• (bkz: feline viral rhinotracheitis)

    kedilerde üst solunum yollarında hırıltılı solunum, öksürük, lakrimasyon, salivasyon (tükürük salgısı), kilo kaybı ve ateşle karakterize bulaşıcı bir hastalıktır.

    hastalığın etkeni ''feline herpes virus 1 (fhv1)''dir. fhv1 ve feline calicivirus (fcv) üst solunum yolu enfeksiyonlarının %80'inden sorumlu tutulmaktadır.

    bulaşma genellikle aerosol ya da intrauterin yolla olur. bulaşmayı önemli kılan faktörlerin başında, nekahat dönemindeki kedilerin, aralıklı olarak virusu çıkarmaları gelmektedir.

    genellikle 2-6 günlük bir inkübasyon devresinden sonra klinik bulgular ortaya çıkar. bu devre bazen kısa olur (1-2 gün) klinik olarak hastalık; akut ve kronik seyirli iki formda görünür.

### Veri alıntıları
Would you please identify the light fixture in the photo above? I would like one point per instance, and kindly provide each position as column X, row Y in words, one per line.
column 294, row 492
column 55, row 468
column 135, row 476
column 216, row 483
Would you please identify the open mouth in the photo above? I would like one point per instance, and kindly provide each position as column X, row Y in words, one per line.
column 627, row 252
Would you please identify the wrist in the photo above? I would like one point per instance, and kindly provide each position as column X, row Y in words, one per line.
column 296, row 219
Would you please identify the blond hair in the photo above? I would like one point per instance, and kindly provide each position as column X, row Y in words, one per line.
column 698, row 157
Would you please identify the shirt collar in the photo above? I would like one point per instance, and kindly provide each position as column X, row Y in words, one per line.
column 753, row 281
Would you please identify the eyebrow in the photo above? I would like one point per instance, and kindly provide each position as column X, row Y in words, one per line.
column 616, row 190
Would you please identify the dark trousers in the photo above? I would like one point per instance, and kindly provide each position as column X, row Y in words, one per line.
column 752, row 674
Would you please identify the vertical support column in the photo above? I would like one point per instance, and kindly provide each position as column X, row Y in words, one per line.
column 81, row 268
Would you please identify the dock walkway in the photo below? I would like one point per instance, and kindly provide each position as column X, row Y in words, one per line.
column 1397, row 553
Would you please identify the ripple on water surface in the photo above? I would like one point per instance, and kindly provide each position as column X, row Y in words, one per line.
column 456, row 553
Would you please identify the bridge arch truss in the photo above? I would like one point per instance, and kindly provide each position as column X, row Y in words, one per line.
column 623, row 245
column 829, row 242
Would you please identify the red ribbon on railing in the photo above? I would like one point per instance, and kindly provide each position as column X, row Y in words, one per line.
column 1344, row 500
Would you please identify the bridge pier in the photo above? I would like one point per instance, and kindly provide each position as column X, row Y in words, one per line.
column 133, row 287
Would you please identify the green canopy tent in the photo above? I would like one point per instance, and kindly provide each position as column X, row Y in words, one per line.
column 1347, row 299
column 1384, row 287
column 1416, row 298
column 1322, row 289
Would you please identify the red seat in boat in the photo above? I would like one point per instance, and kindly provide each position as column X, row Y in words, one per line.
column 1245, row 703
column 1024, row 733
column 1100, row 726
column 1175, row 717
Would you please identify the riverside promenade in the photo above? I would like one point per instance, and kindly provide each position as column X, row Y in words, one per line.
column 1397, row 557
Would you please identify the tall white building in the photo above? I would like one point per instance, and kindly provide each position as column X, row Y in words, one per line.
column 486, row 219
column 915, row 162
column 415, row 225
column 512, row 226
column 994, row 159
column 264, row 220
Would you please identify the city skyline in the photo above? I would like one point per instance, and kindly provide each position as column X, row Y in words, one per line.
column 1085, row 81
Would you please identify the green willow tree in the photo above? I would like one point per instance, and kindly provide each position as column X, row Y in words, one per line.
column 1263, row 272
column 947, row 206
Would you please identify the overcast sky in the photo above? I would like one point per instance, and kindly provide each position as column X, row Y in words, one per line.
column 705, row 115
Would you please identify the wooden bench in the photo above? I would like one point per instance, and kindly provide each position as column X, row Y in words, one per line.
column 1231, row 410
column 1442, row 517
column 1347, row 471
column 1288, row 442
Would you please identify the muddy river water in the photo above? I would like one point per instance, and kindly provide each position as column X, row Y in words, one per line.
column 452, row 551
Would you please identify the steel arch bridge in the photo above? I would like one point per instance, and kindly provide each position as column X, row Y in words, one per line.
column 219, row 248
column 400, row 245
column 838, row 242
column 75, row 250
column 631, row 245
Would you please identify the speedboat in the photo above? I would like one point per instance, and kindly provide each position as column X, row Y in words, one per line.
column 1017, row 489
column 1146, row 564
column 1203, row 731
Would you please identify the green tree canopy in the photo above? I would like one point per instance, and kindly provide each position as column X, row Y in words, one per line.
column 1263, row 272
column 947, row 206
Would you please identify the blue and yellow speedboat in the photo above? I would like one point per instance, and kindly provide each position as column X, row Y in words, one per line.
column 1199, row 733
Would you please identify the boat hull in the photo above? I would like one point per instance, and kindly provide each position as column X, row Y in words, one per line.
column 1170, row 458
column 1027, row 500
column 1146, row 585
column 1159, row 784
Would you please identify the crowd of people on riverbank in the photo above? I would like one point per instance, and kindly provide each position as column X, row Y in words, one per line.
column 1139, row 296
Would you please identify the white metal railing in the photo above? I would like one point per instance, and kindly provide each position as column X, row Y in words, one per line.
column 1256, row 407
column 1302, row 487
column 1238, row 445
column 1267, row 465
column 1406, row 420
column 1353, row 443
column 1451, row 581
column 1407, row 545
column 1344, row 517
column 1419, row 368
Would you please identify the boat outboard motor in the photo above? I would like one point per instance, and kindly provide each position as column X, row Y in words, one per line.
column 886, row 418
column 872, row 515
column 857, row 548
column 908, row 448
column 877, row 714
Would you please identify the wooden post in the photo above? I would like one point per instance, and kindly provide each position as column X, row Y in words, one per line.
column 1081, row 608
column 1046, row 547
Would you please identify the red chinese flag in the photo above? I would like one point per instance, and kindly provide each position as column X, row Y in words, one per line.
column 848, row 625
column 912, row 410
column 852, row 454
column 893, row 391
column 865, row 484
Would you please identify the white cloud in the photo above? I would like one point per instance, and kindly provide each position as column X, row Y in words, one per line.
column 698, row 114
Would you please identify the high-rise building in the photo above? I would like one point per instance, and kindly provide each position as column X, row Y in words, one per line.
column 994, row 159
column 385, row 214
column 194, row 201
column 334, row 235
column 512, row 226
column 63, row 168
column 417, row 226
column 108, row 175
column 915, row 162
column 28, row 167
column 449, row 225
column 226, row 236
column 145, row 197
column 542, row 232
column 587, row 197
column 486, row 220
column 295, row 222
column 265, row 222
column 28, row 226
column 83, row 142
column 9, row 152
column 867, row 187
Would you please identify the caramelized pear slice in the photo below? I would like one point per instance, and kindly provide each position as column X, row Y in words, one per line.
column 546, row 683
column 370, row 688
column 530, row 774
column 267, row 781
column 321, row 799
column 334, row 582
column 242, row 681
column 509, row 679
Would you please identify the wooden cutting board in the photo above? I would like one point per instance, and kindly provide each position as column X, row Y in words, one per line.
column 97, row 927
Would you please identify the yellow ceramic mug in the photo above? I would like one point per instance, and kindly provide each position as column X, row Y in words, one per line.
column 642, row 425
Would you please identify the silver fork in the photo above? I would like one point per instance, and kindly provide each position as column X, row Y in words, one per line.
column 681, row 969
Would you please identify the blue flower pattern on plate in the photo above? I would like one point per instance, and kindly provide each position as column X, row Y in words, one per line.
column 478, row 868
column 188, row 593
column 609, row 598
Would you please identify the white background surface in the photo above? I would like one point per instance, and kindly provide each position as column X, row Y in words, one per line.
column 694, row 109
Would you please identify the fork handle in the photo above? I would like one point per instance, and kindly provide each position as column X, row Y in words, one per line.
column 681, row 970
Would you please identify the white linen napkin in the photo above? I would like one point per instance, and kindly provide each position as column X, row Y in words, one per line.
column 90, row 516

### Görev koşulları
Kedilerdeki bulaşıcı solunum yolu hastalığını anlatan metne göre, bulaşmayı önemli kılan faktörlerin başında ne gelir? Bir iki cümleyle açıklayın.

### Alıştırma çözümü
Bulaşmayı önemli kılan faktörlerin başında, nekahat dönemindeki kedilerin virusu aralıklı olarak çıkarmaları gelir.